EXERCISE REQUIREMENTS ::
Copy each of the following entries character for character, with nothing changed.

-------------------------

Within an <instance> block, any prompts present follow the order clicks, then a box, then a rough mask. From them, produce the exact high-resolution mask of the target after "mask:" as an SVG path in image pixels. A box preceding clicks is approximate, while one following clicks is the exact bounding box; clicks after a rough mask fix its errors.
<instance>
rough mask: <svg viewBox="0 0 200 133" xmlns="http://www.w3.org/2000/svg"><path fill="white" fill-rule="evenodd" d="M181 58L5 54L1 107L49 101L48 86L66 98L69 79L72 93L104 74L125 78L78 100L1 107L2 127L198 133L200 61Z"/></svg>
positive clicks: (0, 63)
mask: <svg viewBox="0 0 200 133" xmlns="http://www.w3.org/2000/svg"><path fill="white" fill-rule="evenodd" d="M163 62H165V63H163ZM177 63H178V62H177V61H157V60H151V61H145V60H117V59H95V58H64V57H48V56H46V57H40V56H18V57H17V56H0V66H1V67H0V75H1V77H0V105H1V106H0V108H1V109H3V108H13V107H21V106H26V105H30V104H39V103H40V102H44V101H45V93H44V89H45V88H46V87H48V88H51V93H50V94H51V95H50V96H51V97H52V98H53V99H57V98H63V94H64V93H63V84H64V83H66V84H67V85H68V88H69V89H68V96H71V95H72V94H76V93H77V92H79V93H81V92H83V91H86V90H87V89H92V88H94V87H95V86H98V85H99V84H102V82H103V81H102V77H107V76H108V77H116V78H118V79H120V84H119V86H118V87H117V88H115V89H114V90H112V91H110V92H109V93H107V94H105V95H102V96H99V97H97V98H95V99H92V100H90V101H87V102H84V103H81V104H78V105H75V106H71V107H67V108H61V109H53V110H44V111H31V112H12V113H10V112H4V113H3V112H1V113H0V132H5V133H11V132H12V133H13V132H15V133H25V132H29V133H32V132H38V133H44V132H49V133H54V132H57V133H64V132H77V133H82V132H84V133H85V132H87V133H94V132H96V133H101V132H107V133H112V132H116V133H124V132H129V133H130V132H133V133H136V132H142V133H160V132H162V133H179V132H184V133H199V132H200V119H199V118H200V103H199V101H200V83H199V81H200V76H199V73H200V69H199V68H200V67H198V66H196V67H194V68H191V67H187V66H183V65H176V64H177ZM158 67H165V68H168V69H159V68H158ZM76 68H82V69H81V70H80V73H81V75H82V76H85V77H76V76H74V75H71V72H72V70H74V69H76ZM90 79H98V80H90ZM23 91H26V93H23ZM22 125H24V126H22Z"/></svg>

-------------------------

ANSWER SPACE ::
Within an <instance> block, any prompts present follow the order clicks, then a box, then a rough mask. From them, produce the exact high-resolution mask of the target after "mask:" as an SVG path in image pixels. A box preceding clicks is approximate, while one following clicks is the exact bounding box; clicks after a rough mask fix its errors.
<instance>
rough mask: <svg viewBox="0 0 200 133" xmlns="http://www.w3.org/2000/svg"><path fill="white" fill-rule="evenodd" d="M181 58L5 54L1 107L49 101L48 86L66 98L69 79L72 93L104 74L125 78L78 100L1 107L2 127L198 133L200 61Z"/></svg>
positive clicks: (0, 63)
mask: <svg viewBox="0 0 200 133" xmlns="http://www.w3.org/2000/svg"><path fill="white" fill-rule="evenodd" d="M163 62H165V63H163ZM177 63H178V62H177V61H157V60H151V61H145V60H117V59H95V58H64V57H48V56H46V57H40V56H18V57H17V56H0V66H1V67H0V75H1V77H0V105H1V106H0V108H1V109H3V108H13V107H21V106H26V105H30V104H39V103H40V102H44V101H45V93H44V89H45V88H46V87H48V88H51V93H50V94H51V95H50V96H51V97H52V98H53V99H57V98H63V94H64V93H63V84H64V83H66V84H67V85H68V88H69V89H68V96H71V95H72V94H76V93H77V92H79V93H81V92H83V91H86V90H87V89H92V88H94V87H95V86H98V85H99V84H102V82H103V81H102V77H107V76H108V77H116V78H118V79H120V84H119V86H118V87H117V88H115V89H114V90H112V91H110V92H109V93H107V94H105V95H102V96H99V97H97V98H95V99H92V100H90V101H87V102H84V103H81V104H78V105H75V106H71V107H67V108H61V109H53V110H44V111H31V112H12V113H10V112H4V113H3V112H1V113H0V132H5V133H11V132H12V133H13V132H15V133H25V132H29V133H32V132H38V133H44V132H49V133H54V132H57V133H64V132H77V133H82V132H84V133H85V132H87V133H94V132H96V133H101V132H107V133H112V132H116V133H124V132H129V133H130V132H133V133H136V132H142V133H160V132H162V133H179V132H184V133H199V132H200V119H199V118H200V103H199V101H200V83H199V81H200V76H199V73H200V69H199V68H200V67H198V66H196V67H194V68H191V67H187V66H183V65H176V64H177ZM158 67H165V68H168V69H159V68H158ZM76 68H82V69H81V70H80V73H81V75H82V76H85V77H76V76H74V75H71V72H72V70H74V69H76ZM90 79H98V80H90ZM23 91H26V93H23ZM22 125H24V126H22Z"/></svg>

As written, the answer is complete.